Do this -> Please show each line from the records below that contains the word "above", copied in full.

Data for this task ->

+ + + +

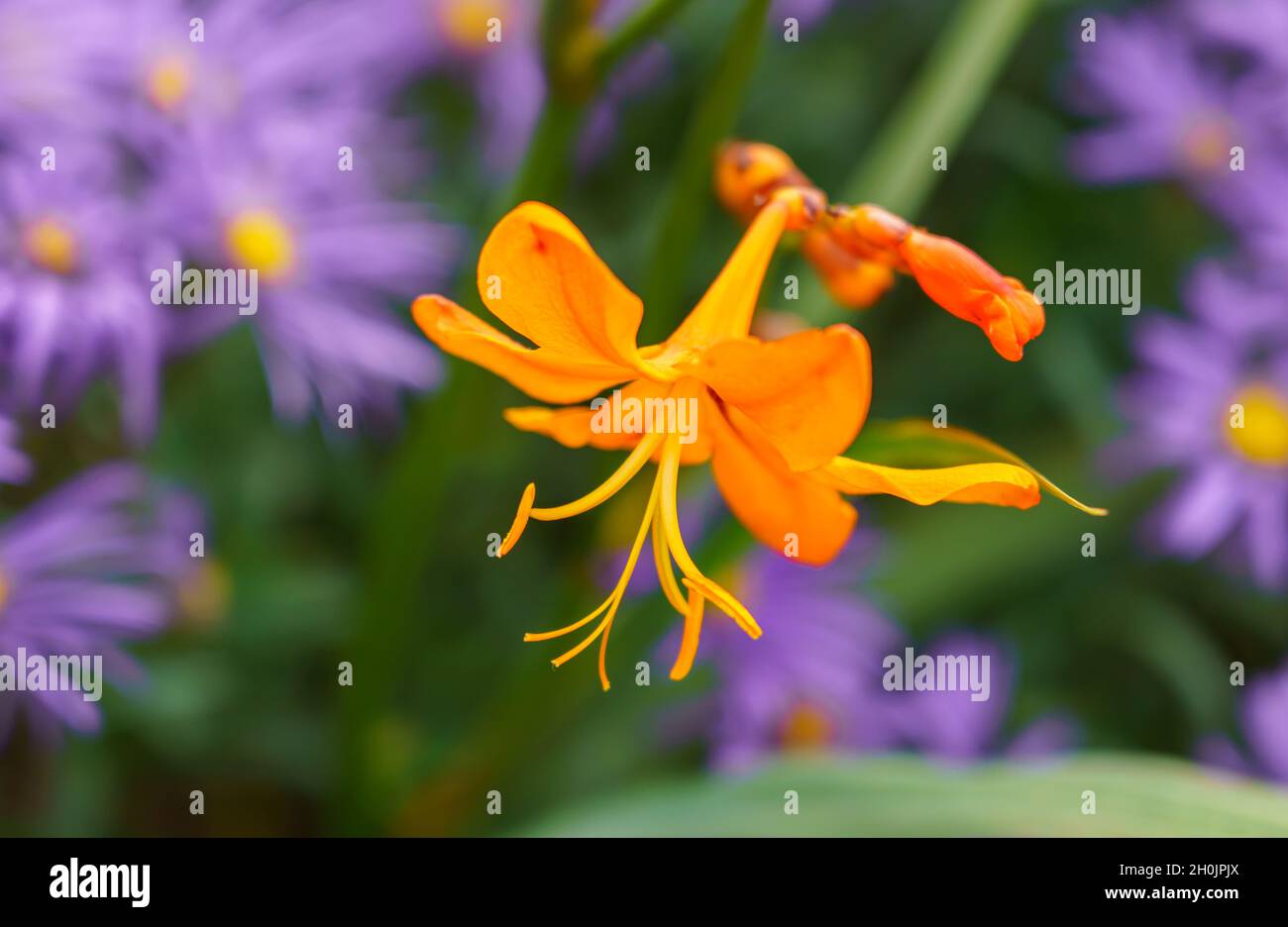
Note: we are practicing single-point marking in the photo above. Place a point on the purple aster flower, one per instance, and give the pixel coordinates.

+ + + +

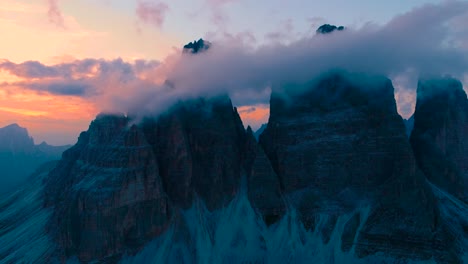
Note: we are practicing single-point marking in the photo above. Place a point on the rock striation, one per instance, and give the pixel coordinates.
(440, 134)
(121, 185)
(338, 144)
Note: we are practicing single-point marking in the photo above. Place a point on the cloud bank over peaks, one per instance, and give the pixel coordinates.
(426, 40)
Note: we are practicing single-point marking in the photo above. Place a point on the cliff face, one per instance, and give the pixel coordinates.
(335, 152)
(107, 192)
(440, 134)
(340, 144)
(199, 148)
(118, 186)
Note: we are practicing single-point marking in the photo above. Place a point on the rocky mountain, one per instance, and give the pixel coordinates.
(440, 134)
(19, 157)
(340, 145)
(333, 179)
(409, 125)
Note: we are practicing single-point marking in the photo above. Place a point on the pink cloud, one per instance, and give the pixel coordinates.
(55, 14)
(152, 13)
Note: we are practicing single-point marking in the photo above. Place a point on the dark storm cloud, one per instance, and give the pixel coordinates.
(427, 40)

+ + + +

Output for this task ->
Note: we are practicing single-point marking in the photo above. Place a point on the purple aster flower, one per instance, and give the pixel coordinates.
Note: we are practicing single-point marking in the photo above. Place a point on the rock striation, one per instance, and give the pixel coordinates.
Note: we are practicing single-point marking in the photo above. Place a point on the cloud bank over peaks, one per instance, and give the pixel coordinates.
Note: we are practicing single-point marking in the photo above. Place a point on the cliff face, one per instance, and give the pixel coordinates.
Note: we are practicing single-point marking in the photo above. Place a point on the rocky mountain, one per instance, and give the pixel coordinates.
Note: we are practicing single-point marking in the photo above. Place a point on the pink cloud, one per instance, and give the pixel coordinates.
Note: we are practicing single-point marking in the photo above. Place a point on the dark storm cloud, one per instance, and give the pixel coordinates.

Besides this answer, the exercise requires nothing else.